** start Records provided **
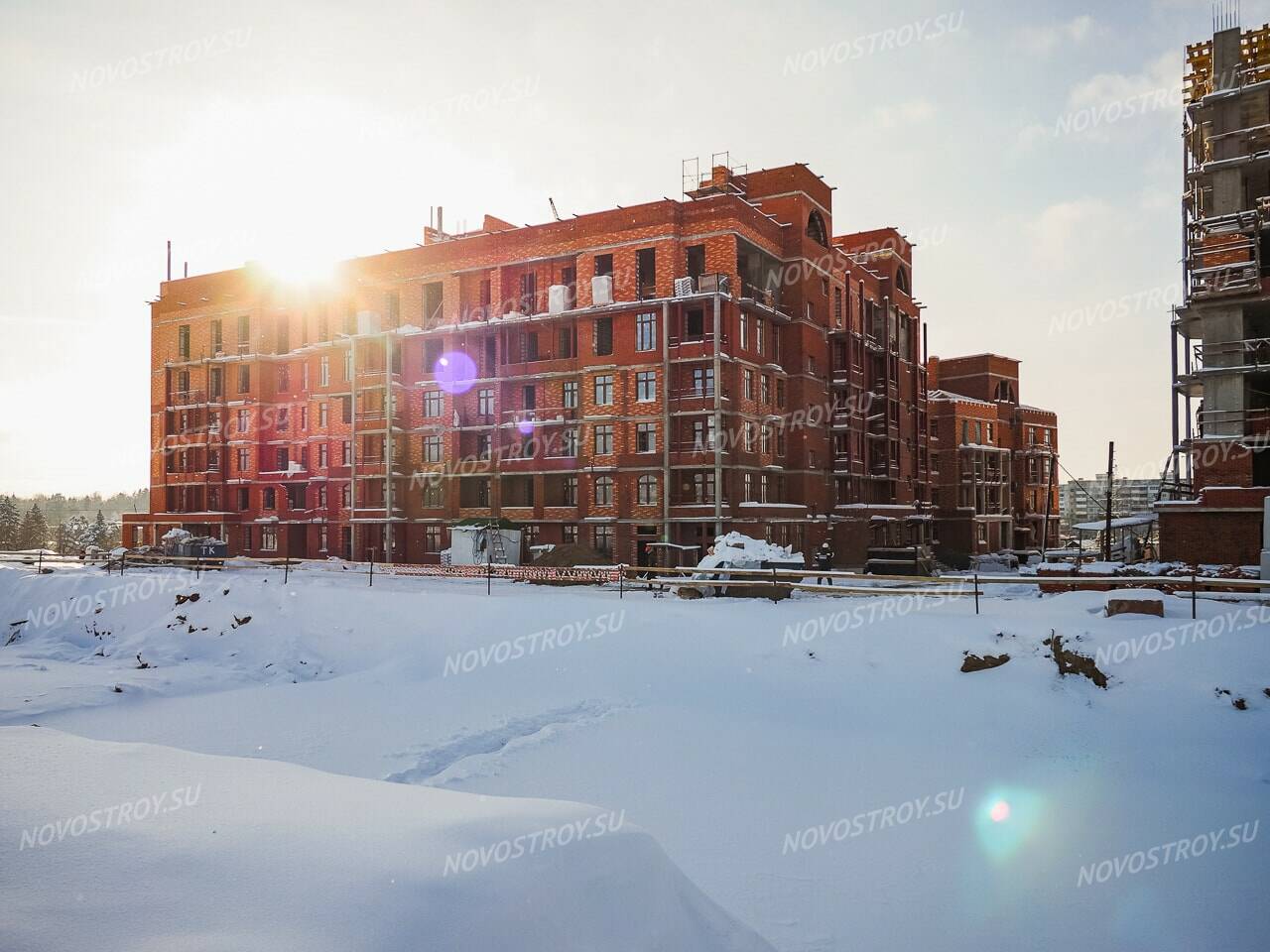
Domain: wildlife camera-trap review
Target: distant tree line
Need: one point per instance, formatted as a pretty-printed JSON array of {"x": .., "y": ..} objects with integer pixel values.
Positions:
[{"x": 66, "y": 525}]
** end Records provided **
**Exercise directions**
Rescale the listing above by writing out every line again, requests included, with each x and y coordinate in the answers multiplied by 1.45 and rounded to a whole number (halves round up). Leave the picture out.

**The solution**
Domain: wildlife camera-trap review
Target: distant tree line
Need: one point per instance, formatted as a pretty-printed JSON array of {"x": .., "y": ..} objects with integer pixel values.
Positions:
[{"x": 96, "y": 761}]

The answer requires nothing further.